(ACTIVITY 1):
In the holiday tips for staying home, who did the writer hire as holiday helpers?
(ACTIVITY 2):
Continue the holiday tips for staying home, beginning after the last sentence shown.

(EXTRACT):
____

So you get to stay at home and won’t be traveling – does that mean they’re stress-free? They can be!

  1. Babysitting or playdate exchange – gain  some kid-free time to make your way through your holiday to-do list by coordinating a playdate exchange with another family.  Or include the kids in your planning.  Scale back to what you can do with their help.
  2. Find a holiday helper – save time and relieve stress by finding a holiday helper to assist with household chores and last-minute errands.  I hired girls who were too young to babysit on their own, but who could be here to play with the boys while I worked.  It was great – they earned holiday money and I got to do some supervised playtime for them while I got some things done around the house.
  3. Purchase gifts online at stores that offer free or inexpensive gift wrapping – let the store wrap your gift and save hours of time (unless you’re like me and actually like the task).

____

Stored data entries:

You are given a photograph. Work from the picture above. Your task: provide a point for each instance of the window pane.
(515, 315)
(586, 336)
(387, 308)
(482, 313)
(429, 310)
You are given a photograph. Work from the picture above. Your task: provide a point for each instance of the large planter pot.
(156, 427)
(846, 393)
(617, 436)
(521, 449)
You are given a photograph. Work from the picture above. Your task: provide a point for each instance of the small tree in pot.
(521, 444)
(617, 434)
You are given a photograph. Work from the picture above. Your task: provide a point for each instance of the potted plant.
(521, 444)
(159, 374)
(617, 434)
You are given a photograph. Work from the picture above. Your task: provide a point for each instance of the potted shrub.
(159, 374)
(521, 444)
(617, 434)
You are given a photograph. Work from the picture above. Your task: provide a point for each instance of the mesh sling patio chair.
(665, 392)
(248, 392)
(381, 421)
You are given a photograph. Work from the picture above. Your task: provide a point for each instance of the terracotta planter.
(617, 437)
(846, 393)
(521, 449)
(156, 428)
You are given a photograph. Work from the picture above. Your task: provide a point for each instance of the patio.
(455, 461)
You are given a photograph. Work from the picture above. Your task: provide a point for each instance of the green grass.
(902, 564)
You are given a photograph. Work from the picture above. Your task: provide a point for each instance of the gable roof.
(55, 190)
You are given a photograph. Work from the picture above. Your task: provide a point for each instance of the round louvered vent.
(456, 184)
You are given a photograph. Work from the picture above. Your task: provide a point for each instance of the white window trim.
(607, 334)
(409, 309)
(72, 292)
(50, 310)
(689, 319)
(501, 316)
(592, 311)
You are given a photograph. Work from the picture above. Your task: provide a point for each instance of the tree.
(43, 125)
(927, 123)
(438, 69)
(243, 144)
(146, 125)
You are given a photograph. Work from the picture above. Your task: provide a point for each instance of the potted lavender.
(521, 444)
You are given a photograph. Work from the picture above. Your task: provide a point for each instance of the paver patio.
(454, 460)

____

(EXPECTED ANSWER 1):
Girls who were too young to babysit on their own.

(EXPECTED ANSWER 2):
  4. Use technology wisely – bank online and shop online.  I do all of my banking online and 90% of my shopping online.  We use automatic check deposit and online bill pay so we haven’t stepped foot in a bank branch in years.  We also love automatic email (or telephone) notices when our balance drops below our designated amount so bounced checks are a thing of the past.   With free shipping and great prices, there’s rarely a reason for me to step foot in a store.  I even have my groceries delivered and cases of toilet paper arrive from Amazon once a month.  This means no driving around wasting time trying to find items in stock and it mean spending less because I’m a sucker for a good deal, even if I don’t really need it.
  5. Enjoy – do less and enjoy more.  You don’t need a Martha Stewart quality decor to enjoy spending time with each other.